• Fragmento citado:
Está usted perdonado. Efectivamente, la fe en los demás debería culminar, y culmina, en la fe en la Humanidad. En el mundo occidental esa fe se expresa en términos religiosos en la religión judeo-cristiana, y en el lenguaje secular tiene su expresión más poderosa en las ideas políticas y sociales humanísticas de los últimos dos siglos. Si el niño tiene una potencialidad que debe acabar expresándose, el hombre, dadas las condiciones adecuadas, podrá construir un orden social gobernado por los principios de igualdad, justicia y amor.


- Me está usted hablando de la Utopía, con lo bien que íbamos…

No pretendía hacerlo. La fe racional no debe de ser una mera expresión de deseos, sino que debe basarse en la evidencia de los logros del pasado, en la experiencia interior de cada individuo o grupo de individuos. Tenemos fe (racional) en las potencialidades de los demás, en las nuestras y en las de la humanidad, porque ya hemos experimentado el desarrollo de esas potencialidades, la realidad de crecimiento en nosotros mismos. Diría, por tanto, que la base de la fe racional tiene que ver con la productividad; vivir de acuerdo a esa fe significa vivir ‘productivamente’. De esta idea podemos deducir que la creencia en el poder (en el sentido de un poder que nos domina), y en el uso de ese poder, constituye el reverso de esa fe. No puede haber, por decirlo de un modo que se entienda bien, una fe racional en el poder. Hay, en todo caso, una sumisión a él por parte de los que no lo tienen, y un deseo de conservarlo cuando se tiene. La historia de la humanidad ha demostrado que el poder es el más inestable de todos los logros humanos. Tener fe requiere sobre todo coraje.

• La tarea:
Transcribe literalmente el fragmento sobre la fe desde "Está usted perdonado." hasta "justicia y amor.". Las entradas no son necesarias.

• Información proporcionada:
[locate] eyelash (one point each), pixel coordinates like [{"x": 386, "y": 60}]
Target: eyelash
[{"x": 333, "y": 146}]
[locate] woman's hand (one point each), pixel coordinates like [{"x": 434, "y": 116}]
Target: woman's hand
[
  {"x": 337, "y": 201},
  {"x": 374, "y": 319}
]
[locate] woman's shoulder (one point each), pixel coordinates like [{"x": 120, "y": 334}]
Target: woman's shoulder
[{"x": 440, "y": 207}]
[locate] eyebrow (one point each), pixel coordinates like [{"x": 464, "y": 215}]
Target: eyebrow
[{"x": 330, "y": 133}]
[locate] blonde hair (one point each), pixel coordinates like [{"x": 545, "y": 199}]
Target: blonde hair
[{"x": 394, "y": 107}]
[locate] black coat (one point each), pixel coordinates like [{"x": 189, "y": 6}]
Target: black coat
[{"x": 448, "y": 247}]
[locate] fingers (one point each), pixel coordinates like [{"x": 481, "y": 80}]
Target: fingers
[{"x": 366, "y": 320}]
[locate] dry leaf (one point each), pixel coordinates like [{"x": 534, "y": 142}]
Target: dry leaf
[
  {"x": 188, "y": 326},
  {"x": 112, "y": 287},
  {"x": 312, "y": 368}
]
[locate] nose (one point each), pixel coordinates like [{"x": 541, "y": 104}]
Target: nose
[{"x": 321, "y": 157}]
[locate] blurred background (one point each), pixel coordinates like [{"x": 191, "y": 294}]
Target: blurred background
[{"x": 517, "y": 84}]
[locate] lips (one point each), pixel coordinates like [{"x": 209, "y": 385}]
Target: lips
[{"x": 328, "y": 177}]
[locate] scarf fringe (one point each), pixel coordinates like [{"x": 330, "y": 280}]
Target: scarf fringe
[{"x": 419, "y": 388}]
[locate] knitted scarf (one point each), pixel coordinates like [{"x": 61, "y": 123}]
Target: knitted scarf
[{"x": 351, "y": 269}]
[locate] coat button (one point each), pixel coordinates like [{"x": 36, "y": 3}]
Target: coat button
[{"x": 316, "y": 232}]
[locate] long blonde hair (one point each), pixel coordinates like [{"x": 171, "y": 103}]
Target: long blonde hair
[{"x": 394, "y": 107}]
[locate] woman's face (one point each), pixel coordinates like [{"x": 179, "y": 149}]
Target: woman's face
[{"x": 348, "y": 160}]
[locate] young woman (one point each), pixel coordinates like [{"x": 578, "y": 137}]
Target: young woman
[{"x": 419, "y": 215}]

• Espacio de respuesta:
Está usted perdonado. Efectivamente, la fe en los demás debería culminar, y culmina, en la fe en la Humanidad. En el mundo occidental esa fe se expresa en términos religiosos en la religión judeo-cristiana, y en el lenguaje secular tiene su expresión más poderosa en las ideas políticas y sociales humanísticas de los últimos dos siglos. Si el niño tiene una potencialidad que debe acabar expresándose, el hombre, dadas las condiciones adecuadas, podrá construir un orden social gobernado por los principios de igualdad, justicia y amor.